## start Input
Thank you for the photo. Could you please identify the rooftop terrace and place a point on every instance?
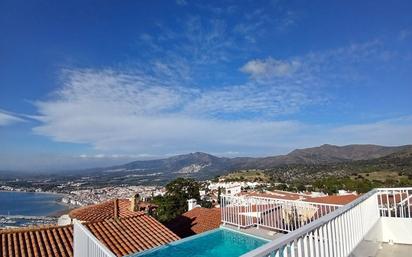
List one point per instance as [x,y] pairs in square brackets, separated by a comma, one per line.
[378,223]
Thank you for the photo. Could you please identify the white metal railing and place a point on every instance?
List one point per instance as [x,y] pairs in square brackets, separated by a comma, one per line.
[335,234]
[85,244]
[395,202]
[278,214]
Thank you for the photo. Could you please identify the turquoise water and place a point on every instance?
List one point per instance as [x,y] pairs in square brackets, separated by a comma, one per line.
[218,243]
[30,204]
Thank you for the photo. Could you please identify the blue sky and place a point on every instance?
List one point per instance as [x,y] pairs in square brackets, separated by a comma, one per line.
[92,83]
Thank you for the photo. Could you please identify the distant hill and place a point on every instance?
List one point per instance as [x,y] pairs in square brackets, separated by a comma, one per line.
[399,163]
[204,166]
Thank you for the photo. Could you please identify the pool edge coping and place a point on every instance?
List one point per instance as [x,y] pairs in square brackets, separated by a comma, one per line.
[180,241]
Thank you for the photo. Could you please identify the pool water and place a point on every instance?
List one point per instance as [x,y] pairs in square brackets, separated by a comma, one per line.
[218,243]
## end Input
## start Input
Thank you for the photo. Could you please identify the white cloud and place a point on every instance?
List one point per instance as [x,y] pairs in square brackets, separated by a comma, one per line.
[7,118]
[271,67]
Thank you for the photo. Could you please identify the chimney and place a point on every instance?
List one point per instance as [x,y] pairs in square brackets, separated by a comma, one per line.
## end Input
## start Input
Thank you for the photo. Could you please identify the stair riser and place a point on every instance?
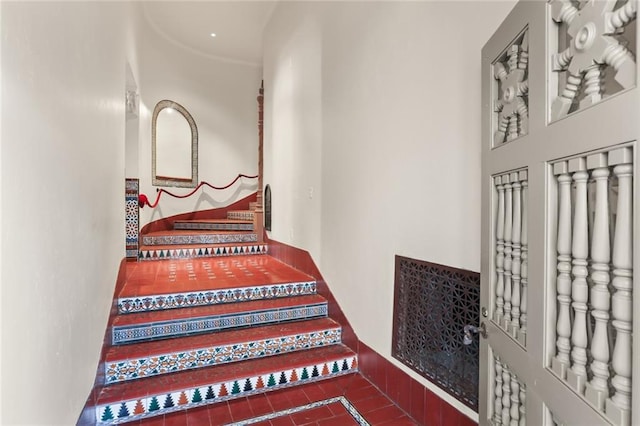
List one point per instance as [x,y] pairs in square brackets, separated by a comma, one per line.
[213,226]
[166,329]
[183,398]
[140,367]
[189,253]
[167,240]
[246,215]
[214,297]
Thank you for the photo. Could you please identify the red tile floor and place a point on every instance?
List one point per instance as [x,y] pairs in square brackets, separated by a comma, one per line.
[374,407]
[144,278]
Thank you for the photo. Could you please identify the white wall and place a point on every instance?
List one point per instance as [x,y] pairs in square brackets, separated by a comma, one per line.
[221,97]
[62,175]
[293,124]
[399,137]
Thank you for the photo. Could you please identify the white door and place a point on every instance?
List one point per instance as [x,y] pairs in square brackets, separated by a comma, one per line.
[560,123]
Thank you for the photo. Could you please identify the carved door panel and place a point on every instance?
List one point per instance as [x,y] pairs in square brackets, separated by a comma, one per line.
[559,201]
## end Input
**Exercise details:**
Pick out each line in the material above that contains the word "white" and copy it.

**Finished task:**
Thank you for the photo. Could you please identify the white metal railing and place a point on every instance?
Thank you for the photo. Could you please identify the white cloud and place a point on every instance?
Thank you for the photo. Could you please identify the white wall and place a point on every instance?
Thank you for the photo. Could you please identify the white door and place a point on every instance?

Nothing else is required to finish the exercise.